> [WHAT TO DO]:
Copy the records below word for word, omitting the pictures.

> [DATASET ROWS]:
• • • • • • •

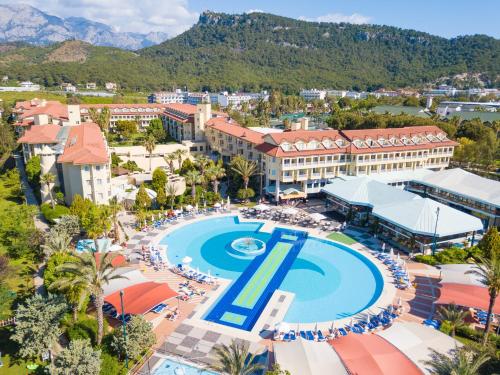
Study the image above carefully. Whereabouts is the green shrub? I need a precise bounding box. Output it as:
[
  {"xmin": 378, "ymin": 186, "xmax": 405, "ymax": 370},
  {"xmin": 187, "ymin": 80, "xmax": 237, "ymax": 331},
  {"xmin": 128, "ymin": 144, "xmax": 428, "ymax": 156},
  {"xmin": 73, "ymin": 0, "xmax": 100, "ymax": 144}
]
[{"xmin": 40, "ymin": 203, "xmax": 69, "ymax": 224}]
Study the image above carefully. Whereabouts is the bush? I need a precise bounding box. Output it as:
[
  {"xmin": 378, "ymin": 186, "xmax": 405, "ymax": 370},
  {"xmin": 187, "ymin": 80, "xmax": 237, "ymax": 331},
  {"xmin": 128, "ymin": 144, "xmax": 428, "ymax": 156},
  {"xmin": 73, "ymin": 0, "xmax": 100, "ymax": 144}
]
[{"xmin": 40, "ymin": 203, "xmax": 69, "ymax": 224}]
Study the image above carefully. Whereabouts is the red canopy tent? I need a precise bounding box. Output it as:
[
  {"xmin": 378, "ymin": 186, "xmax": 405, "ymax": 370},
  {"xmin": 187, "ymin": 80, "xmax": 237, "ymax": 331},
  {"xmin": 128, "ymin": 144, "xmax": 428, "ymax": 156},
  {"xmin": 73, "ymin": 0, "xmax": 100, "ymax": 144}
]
[
  {"xmin": 435, "ymin": 283, "xmax": 500, "ymax": 314},
  {"xmin": 104, "ymin": 281, "xmax": 178, "ymax": 315},
  {"xmin": 329, "ymin": 333, "xmax": 422, "ymax": 375}
]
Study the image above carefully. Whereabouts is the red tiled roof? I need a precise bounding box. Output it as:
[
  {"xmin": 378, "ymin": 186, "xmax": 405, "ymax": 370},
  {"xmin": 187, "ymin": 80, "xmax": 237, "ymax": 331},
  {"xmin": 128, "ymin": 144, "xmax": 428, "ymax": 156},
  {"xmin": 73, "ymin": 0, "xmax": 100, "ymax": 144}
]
[
  {"xmin": 104, "ymin": 281, "xmax": 178, "ymax": 315},
  {"xmin": 206, "ymin": 117, "xmax": 264, "ymax": 145},
  {"xmin": 165, "ymin": 103, "xmax": 196, "ymax": 115},
  {"xmin": 17, "ymin": 124, "xmax": 61, "ymax": 144},
  {"xmin": 57, "ymin": 123, "xmax": 109, "ymax": 164}
]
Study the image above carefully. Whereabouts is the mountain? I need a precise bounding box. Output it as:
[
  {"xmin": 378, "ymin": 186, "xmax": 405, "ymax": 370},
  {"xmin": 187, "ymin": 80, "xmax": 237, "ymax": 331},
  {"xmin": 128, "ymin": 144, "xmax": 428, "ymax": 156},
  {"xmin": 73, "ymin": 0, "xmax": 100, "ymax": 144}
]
[
  {"xmin": 0, "ymin": 12, "xmax": 500, "ymax": 92},
  {"xmin": 0, "ymin": 4, "xmax": 167, "ymax": 50}
]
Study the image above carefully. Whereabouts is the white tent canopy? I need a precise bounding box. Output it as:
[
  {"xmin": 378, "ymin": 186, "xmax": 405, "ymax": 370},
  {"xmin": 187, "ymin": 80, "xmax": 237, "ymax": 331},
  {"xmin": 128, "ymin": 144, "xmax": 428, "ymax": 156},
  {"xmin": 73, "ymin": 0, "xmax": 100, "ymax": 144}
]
[
  {"xmin": 103, "ymin": 267, "xmax": 151, "ymax": 296},
  {"xmin": 321, "ymin": 177, "xmax": 420, "ymax": 207},
  {"xmin": 377, "ymin": 322, "xmax": 462, "ymax": 374},
  {"xmin": 274, "ymin": 338, "xmax": 347, "ymax": 375},
  {"xmin": 372, "ymin": 198, "xmax": 483, "ymax": 237},
  {"xmin": 439, "ymin": 264, "xmax": 484, "ymax": 286},
  {"xmin": 309, "ymin": 212, "xmax": 328, "ymax": 221}
]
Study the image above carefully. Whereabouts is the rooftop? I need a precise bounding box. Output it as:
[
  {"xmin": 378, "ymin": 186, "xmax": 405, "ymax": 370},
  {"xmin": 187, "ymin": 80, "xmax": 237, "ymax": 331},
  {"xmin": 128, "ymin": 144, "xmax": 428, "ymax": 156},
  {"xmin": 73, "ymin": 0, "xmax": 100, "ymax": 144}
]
[
  {"xmin": 57, "ymin": 123, "xmax": 109, "ymax": 164},
  {"xmin": 414, "ymin": 168, "xmax": 500, "ymax": 207}
]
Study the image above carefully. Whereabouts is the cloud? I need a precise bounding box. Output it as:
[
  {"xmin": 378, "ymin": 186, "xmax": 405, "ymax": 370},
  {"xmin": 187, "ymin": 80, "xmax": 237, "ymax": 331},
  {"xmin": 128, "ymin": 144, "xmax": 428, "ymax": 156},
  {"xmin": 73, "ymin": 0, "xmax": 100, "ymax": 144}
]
[
  {"xmin": 299, "ymin": 13, "xmax": 371, "ymax": 25},
  {"xmin": 4, "ymin": 0, "xmax": 199, "ymax": 36}
]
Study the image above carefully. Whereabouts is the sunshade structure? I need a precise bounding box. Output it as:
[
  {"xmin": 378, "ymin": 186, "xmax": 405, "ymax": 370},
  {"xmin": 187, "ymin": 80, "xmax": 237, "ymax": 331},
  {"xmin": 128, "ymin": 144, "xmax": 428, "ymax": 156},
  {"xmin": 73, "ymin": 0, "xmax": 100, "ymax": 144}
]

• • • • • • •

> [RESPONSE]:
Study the image above carefully. Whereabouts is the green shrub? I need a precise bounding box. Output it as:
[
  {"xmin": 378, "ymin": 186, "xmax": 405, "ymax": 370},
  {"xmin": 187, "ymin": 80, "xmax": 237, "ymax": 331},
  {"xmin": 128, "ymin": 144, "xmax": 428, "ymax": 156},
  {"xmin": 73, "ymin": 0, "xmax": 100, "ymax": 144}
]
[{"xmin": 40, "ymin": 203, "xmax": 69, "ymax": 224}]
Study the image above carefully. Whereabouts is the bush? I need a precise bounding box. Output it as:
[
  {"xmin": 378, "ymin": 186, "xmax": 405, "ymax": 370},
  {"xmin": 187, "ymin": 80, "xmax": 237, "ymax": 331},
  {"xmin": 128, "ymin": 144, "xmax": 428, "ymax": 156},
  {"xmin": 73, "ymin": 0, "xmax": 100, "ymax": 144}
]
[{"xmin": 40, "ymin": 203, "xmax": 69, "ymax": 224}]
Study the image above carefully. Whereabouts is the red canopy tent? I need a precise bounding box. Output it as:
[
  {"xmin": 378, "ymin": 186, "xmax": 405, "ymax": 370},
  {"xmin": 187, "ymin": 80, "xmax": 237, "ymax": 331},
  {"xmin": 128, "ymin": 144, "xmax": 428, "ymax": 156},
  {"xmin": 73, "ymin": 0, "xmax": 100, "ymax": 144}
]
[
  {"xmin": 435, "ymin": 283, "xmax": 500, "ymax": 314},
  {"xmin": 104, "ymin": 281, "xmax": 178, "ymax": 315},
  {"xmin": 329, "ymin": 333, "xmax": 422, "ymax": 375}
]
Study the image above carefully. Whereabouts is the red tiled roof? I need a precise bounding box. Output it as:
[
  {"xmin": 378, "ymin": 186, "xmax": 405, "ymax": 370},
  {"xmin": 187, "ymin": 80, "xmax": 237, "ymax": 331},
  {"xmin": 128, "ymin": 144, "xmax": 428, "ymax": 156},
  {"xmin": 73, "ymin": 0, "xmax": 100, "ymax": 144}
]
[
  {"xmin": 104, "ymin": 281, "xmax": 178, "ymax": 315},
  {"xmin": 206, "ymin": 117, "xmax": 264, "ymax": 145},
  {"xmin": 165, "ymin": 103, "xmax": 196, "ymax": 115},
  {"xmin": 17, "ymin": 124, "xmax": 61, "ymax": 144},
  {"xmin": 57, "ymin": 123, "xmax": 109, "ymax": 164}
]
Study the image above carefully. Whereabouts is the mountain? I need a precise bounding box. Output it as:
[
  {"xmin": 378, "ymin": 186, "xmax": 405, "ymax": 370},
  {"xmin": 187, "ymin": 80, "xmax": 237, "ymax": 331},
  {"xmin": 128, "ymin": 144, "xmax": 428, "ymax": 156},
  {"xmin": 73, "ymin": 0, "xmax": 100, "ymax": 144}
]
[
  {"xmin": 0, "ymin": 12, "xmax": 500, "ymax": 92},
  {"xmin": 0, "ymin": 4, "xmax": 167, "ymax": 50}
]
Study the image above carefully. Whereabouts is the white tent canopy? I need a precise bounding box. Output it as:
[
  {"xmin": 378, "ymin": 186, "xmax": 405, "ymax": 370},
  {"xmin": 187, "ymin": 80, "xmax": 237, "ymax": 331},
  {"xmin": 128, "ymin": 144, "xmax": 428, "ymax": 156},
  {"xmin": 73, "ymin": 0, "xmax": 100, "ymax": 144}
]
[
  {"xmin": 103, "ymin": 267, "xmax": 151, "ymax": 296},
  {"xmin": 321, "ymin": 177, "xmax": 420, "ymax": 207},
  {"xmin": 377, "ymin": 322, "xmax": 462, "ymax": 374},
  {"xmin": 274, "ymin": 338, "xmax": 347, "ymax": 375},
  {"xmin": 372, "ymin": 198, "xmax": 483, "ymax": 237},
  {"xmin": 439, "ymin": 264, "xmax": 484, "ymax": 286},
  {"xmin": 309, "ymin": 212, "xmax": 328, "ymax": 221}
]
Study the image above carefully. Whereabouts is the rooftop? I need a precise bounding box. Output it as:
[
  {"xmin": 378, "ymin": 186, "xmax": 405, "ymax": 370},
  {"xmin": 187, "ymin": 80, "xmax": 237, "ymax": 331},
  {"xmin": 128, "ymin": 144, "xmax": 428, "ymax": 156},
  {"xmin": 73, "ymin": 0, "xmax": 100, "ymax": 144}
]
[
  {"xmin": 57, "ymin": 123, "xmax": 109, "ymax": 164},
  {"xmin": 414, "ymin": 168, "xmax": 500, "ymax": 207}
]
Study the image above carefully. Whereabouts is the cloud? I need a precise bounding box. Output it as:
[
  {"xmin": 378, "ymin": 186, "xmax": 405, "ymax": 370},
  {"xmin": 187, "ymin": 80, "xmax": 237, "ymax": 331},
  {"xmin": 128, "ymin": 144, "xmax": 428, "ymax": 156},
  {"xmin": 73, "ymin": 0, "xmax": 100, "ymax": 144}
]
[
  {"xmin": 299, "ymin": 13, "xmax": 371, "ymax": 25},
  {"xmin": 4, "ymin": 0, "xmax": 199, "ymax": 36}
]
Study the image above carefully. Whereabouts is the sunshade structure? I need a precise bounding box. Output it as:
[
  {"xmin": 378, "ymin": 186, "xmax": 405, "ymax": 370},
  {"xmin": 187, "ymin": 80, "xmax": 237, "ymax": 331},
  {"xmin": 128, "ymin": 144, "xmax": 428, "ymax": 156},
  {"xmin": 73, "ymin": 0, "xmax": 100, "ymax": 144}
]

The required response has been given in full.